# EXTRACT PROVIDED:
===============

Well, if you’re coming here for a pep rally and a cheery go get ’em for Monday morning, sorry to disappoint. I’m nothing if not unpredictable, at least in my writing.
I guess I’m tapping this one out because of a few different things. First, it’s the one hundred fiftieth anniversary of the Battle of Gettysburg, a three day battle on July 1-3, 1863, that has been called the High-Water Mark of the Confederacy by many.
I’m a medical doctor by training. When I have visited that battlefield, or any other, I have often wondered what it must have been like to see young boys and men come rearward, minus an arm, a leg, or their sanity. What it must have felt like to see so many able-bodied men start across a field toward a copse of trees, only to come back on stretchers, their lives changed forever, their ability to shoot a gun or ride a horse or tend a field gone with the limb that was shattered by grape shot and canister from the murderous muzzle of a roaring cannon.
I also saw a woman driving a car the other day, window open to the warm summer breeze, right hand on the wheel, left arm hanging out the window-no, wait. There was no left arm, only a stump. She had lost the arm, I know not how of course, but drive and feel the breeze she did anyway.

===============

# THE DATA:

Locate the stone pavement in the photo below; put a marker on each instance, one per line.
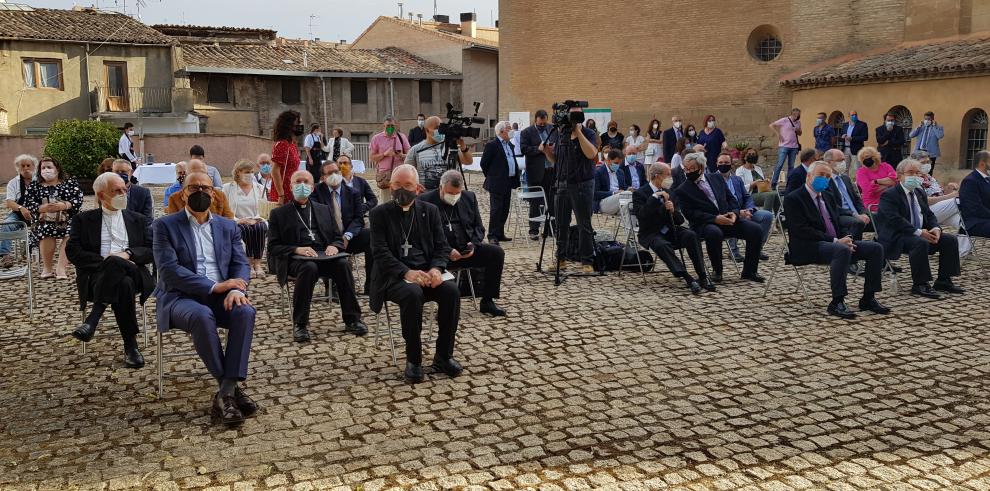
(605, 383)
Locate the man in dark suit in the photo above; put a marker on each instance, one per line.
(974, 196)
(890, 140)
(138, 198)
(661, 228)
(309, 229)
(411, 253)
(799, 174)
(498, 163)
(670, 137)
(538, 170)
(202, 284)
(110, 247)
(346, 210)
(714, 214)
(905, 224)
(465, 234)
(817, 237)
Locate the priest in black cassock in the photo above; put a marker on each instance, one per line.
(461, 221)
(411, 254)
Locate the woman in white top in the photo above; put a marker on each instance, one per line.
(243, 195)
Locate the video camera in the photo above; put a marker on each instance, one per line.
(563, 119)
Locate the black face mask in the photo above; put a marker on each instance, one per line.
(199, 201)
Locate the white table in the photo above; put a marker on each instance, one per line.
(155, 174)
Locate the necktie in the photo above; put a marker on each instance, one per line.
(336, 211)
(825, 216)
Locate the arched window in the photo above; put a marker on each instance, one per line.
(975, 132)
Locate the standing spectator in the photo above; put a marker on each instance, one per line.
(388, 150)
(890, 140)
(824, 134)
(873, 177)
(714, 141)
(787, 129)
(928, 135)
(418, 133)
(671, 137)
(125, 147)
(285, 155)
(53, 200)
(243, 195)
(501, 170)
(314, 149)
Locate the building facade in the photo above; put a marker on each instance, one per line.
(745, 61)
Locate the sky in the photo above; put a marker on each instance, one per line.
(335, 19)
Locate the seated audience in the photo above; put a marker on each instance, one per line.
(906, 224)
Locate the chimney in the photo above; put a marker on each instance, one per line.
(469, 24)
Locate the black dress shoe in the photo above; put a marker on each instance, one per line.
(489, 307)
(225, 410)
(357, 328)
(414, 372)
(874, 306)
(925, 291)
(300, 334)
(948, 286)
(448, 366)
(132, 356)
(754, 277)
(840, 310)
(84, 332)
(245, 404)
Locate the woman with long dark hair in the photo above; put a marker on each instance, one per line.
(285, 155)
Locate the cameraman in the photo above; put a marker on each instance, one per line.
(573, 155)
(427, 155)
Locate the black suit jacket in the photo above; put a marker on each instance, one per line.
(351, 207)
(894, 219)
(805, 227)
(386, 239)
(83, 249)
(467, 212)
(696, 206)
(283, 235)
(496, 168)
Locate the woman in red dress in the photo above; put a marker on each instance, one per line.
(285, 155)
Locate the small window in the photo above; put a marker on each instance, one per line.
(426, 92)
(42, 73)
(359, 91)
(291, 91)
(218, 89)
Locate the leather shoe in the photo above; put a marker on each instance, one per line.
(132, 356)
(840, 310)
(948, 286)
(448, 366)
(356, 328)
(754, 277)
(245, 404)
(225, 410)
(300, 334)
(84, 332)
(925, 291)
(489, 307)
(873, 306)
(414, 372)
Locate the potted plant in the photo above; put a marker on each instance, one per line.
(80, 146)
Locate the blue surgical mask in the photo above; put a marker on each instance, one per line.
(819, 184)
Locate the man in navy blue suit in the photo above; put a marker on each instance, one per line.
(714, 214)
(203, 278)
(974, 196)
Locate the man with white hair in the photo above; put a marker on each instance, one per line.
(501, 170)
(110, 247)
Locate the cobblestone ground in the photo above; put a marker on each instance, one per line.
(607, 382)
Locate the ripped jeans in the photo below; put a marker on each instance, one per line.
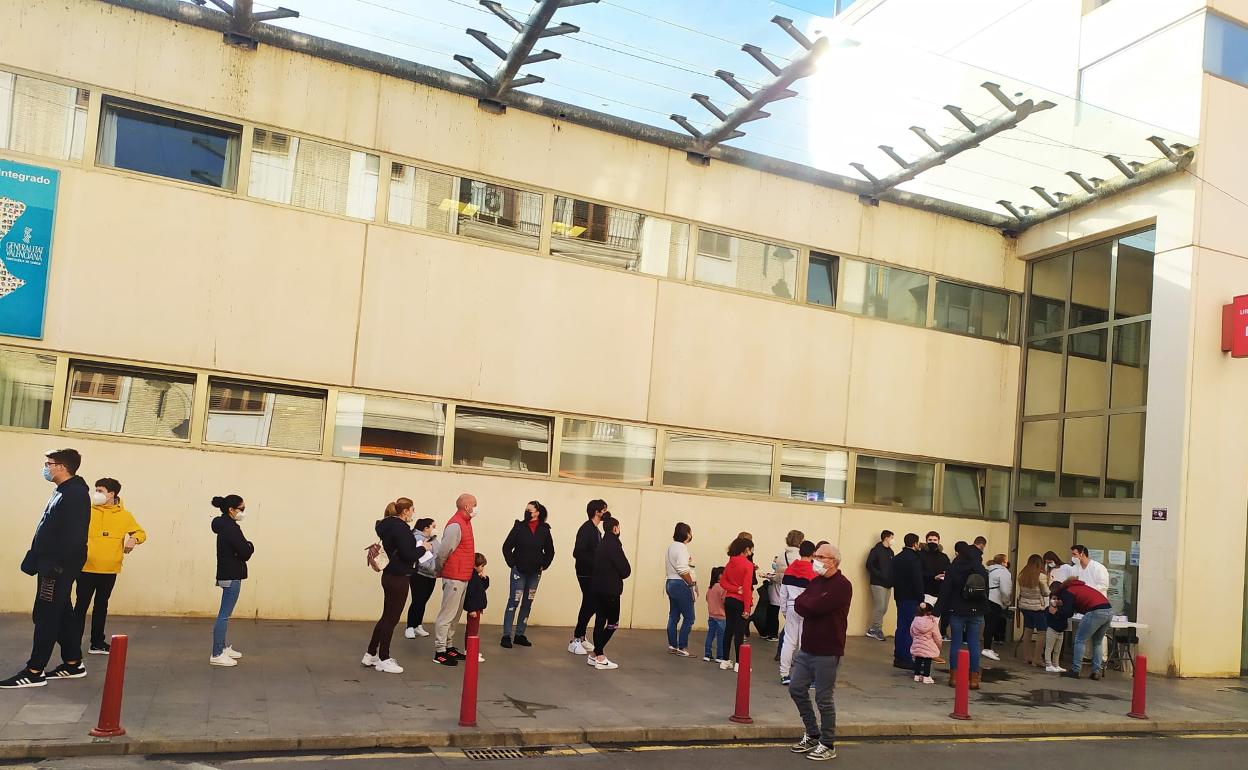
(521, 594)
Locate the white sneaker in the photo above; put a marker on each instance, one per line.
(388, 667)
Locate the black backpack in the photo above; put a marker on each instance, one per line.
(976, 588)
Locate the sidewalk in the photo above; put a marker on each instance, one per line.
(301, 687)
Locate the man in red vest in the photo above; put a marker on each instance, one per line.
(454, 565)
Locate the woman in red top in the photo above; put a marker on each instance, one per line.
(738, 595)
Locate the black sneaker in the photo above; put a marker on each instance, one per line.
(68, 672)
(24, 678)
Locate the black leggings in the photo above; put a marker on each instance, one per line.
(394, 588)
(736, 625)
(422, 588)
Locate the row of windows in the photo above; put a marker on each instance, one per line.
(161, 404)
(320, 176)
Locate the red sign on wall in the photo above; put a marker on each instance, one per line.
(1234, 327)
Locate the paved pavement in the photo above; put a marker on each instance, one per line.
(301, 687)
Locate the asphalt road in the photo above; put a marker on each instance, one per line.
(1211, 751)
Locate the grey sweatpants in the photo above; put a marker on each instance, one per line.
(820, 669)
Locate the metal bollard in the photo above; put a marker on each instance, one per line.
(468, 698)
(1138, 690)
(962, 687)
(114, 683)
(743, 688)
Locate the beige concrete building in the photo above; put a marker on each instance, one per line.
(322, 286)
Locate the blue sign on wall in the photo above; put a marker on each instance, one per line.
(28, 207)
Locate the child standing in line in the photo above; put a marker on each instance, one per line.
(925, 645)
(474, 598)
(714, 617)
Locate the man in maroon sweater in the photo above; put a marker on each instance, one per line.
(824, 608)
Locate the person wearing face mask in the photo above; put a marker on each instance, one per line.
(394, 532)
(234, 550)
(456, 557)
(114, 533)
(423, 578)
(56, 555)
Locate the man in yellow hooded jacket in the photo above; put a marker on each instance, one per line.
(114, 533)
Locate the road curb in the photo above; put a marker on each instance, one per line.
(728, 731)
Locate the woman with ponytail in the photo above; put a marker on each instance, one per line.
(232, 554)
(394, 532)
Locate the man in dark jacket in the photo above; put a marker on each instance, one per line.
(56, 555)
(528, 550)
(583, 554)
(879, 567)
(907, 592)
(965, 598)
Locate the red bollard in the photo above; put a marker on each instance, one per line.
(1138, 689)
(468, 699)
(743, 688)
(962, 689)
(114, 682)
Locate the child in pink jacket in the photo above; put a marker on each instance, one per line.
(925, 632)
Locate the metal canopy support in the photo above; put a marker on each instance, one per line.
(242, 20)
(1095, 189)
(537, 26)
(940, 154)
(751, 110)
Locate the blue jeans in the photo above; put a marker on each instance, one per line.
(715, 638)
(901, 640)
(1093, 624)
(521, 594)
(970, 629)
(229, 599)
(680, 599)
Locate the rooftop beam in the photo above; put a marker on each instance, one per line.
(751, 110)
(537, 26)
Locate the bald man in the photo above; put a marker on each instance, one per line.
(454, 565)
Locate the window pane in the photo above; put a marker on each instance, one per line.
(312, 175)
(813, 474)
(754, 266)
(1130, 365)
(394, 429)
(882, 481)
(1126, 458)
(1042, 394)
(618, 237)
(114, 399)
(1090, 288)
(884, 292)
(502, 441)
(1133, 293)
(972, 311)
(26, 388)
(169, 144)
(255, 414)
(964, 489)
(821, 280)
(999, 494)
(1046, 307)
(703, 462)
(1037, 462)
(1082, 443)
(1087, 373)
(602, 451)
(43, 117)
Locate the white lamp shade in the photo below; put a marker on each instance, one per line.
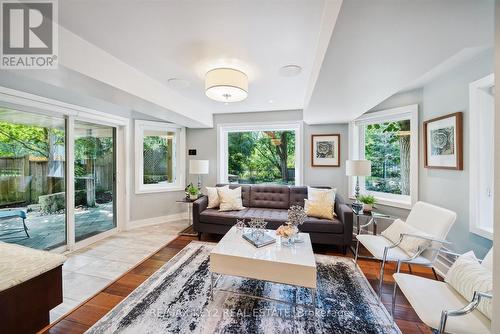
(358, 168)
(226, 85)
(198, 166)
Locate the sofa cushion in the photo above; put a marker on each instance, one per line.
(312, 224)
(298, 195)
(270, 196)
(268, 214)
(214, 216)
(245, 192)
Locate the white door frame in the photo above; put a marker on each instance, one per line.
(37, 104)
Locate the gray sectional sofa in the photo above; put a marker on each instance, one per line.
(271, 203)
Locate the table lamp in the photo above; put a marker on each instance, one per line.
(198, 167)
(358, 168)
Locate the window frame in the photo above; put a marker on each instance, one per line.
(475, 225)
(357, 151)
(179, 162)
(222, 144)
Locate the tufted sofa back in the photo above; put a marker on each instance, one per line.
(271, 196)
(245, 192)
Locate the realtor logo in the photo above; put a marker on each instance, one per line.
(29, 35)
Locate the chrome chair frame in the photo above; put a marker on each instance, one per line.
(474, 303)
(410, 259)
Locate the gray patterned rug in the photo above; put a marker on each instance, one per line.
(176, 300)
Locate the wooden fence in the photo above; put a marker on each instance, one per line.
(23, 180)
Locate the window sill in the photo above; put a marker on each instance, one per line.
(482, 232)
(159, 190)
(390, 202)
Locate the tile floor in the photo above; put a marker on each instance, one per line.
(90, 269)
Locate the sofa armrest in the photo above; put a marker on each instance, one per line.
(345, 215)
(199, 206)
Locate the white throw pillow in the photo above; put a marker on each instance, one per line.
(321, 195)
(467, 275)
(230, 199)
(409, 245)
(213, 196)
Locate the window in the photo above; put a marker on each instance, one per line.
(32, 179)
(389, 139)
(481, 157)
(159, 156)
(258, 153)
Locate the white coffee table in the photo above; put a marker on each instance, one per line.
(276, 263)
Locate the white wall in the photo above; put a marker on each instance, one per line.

===============

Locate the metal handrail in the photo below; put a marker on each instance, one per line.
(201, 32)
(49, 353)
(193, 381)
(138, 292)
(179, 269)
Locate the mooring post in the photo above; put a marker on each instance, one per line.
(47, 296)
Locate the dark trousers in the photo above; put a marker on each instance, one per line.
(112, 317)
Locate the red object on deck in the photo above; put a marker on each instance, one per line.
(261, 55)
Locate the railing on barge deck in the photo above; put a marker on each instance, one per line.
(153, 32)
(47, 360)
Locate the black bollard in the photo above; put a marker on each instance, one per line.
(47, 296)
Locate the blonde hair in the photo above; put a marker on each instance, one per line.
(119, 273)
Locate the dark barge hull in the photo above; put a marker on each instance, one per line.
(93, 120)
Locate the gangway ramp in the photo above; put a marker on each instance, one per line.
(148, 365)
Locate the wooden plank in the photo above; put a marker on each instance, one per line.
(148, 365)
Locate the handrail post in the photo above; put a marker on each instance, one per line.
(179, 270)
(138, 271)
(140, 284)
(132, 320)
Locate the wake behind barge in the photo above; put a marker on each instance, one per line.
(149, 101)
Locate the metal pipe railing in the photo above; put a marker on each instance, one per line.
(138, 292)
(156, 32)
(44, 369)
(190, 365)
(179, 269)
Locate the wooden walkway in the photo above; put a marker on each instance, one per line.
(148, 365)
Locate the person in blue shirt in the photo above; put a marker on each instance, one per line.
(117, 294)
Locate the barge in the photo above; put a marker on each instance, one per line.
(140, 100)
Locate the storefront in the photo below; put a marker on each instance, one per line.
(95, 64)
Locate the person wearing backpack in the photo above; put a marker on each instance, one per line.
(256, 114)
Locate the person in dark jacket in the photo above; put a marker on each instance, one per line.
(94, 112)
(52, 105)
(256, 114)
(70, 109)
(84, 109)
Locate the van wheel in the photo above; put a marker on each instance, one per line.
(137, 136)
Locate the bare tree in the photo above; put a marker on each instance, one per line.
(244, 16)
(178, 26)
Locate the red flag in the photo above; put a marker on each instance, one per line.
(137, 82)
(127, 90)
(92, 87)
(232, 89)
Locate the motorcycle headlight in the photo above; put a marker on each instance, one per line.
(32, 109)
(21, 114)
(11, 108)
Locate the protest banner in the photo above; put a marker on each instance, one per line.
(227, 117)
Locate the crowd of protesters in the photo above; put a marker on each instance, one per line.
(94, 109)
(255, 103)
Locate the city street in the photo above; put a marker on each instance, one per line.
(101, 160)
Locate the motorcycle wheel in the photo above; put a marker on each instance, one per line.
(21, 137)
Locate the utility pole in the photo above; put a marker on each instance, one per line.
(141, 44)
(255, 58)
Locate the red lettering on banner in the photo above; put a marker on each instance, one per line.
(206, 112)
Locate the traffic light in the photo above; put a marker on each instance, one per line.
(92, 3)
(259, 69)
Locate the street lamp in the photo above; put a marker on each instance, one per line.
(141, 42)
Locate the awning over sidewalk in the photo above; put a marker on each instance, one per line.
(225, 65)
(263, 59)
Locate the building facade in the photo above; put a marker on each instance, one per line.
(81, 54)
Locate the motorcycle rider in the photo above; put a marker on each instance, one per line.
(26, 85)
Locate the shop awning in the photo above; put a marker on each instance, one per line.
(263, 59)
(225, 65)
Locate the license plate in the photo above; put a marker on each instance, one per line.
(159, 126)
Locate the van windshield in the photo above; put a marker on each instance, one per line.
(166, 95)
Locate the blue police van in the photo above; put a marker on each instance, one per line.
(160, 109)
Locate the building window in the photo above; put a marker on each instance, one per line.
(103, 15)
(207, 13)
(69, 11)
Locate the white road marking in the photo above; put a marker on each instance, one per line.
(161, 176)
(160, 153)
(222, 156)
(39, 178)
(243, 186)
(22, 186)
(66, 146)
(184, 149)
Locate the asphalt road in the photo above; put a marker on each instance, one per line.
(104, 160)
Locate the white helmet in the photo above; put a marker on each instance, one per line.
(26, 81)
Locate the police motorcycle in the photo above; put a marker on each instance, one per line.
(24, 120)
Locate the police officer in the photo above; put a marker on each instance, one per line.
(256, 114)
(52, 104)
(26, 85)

===============

# TASKS TO PERFORM:
**a.** Reproduce the part of the essay that opens with the words containing "I’m a medical" and closes with "a roaring cannon.".
**b.** On which dates did the Battle of Gettysburg take place, according to the essay?
Rely only on the essay when responding.

# COMPLETED EXERCISE:
**a.**
I’m a medical doctor by training. When I have visited that battlefield, or any other, I have often wondered what it must have been like to see young boys and men come rearward, minus an arm, a leg, or their sanity. What it must have felt like to see so many able-bodied men start across a field toward a copse of trees, only to come back on stretchers, their lives changed forever, their ability to shoot a gun or ride a horse or tend a field gone with the limb that was shattered by grape shot and canister from the murderous muzzle of a roaring cannon.

**b.** July 1-3, 1863.